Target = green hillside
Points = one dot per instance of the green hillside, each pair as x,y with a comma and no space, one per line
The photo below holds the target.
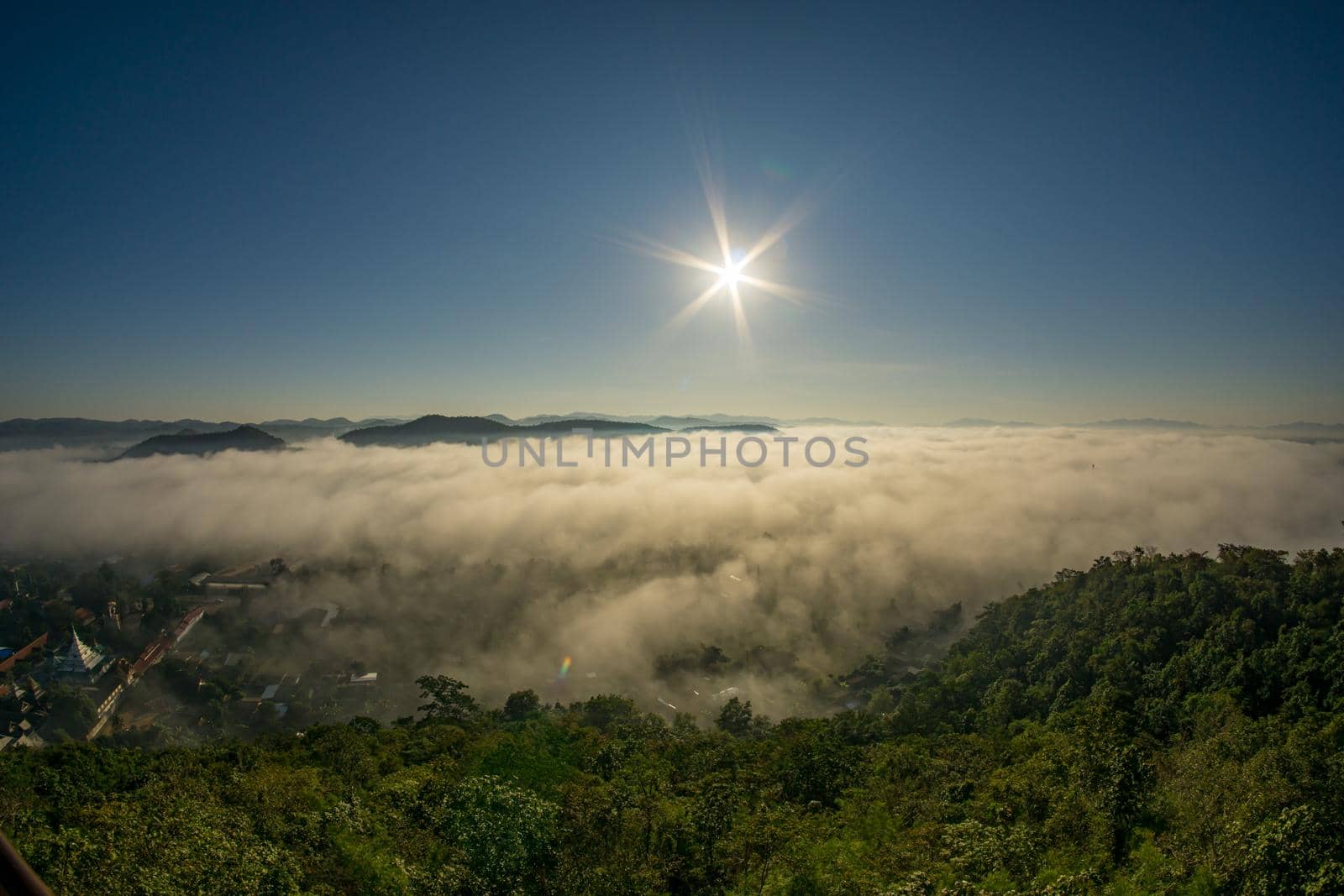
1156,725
* * *
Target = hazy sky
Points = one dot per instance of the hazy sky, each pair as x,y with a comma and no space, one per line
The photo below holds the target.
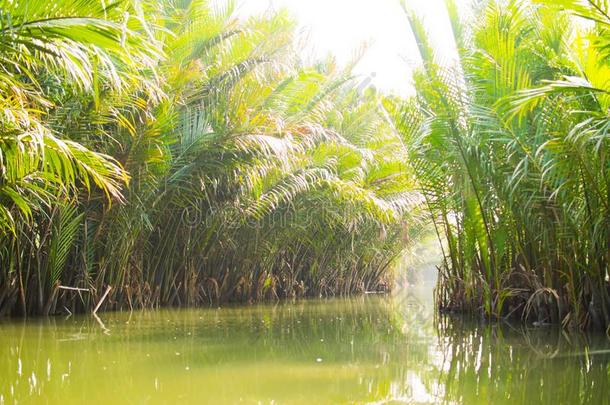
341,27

**WHAT YOU ARE ASKED TO DO**
List each line in the data above that contains the string "hazy".

**WORKED SOLUTION**
Target = hazy sky
Points = one dot per instance of the hazy sky, each pair as x,y with a comma and no space, one per line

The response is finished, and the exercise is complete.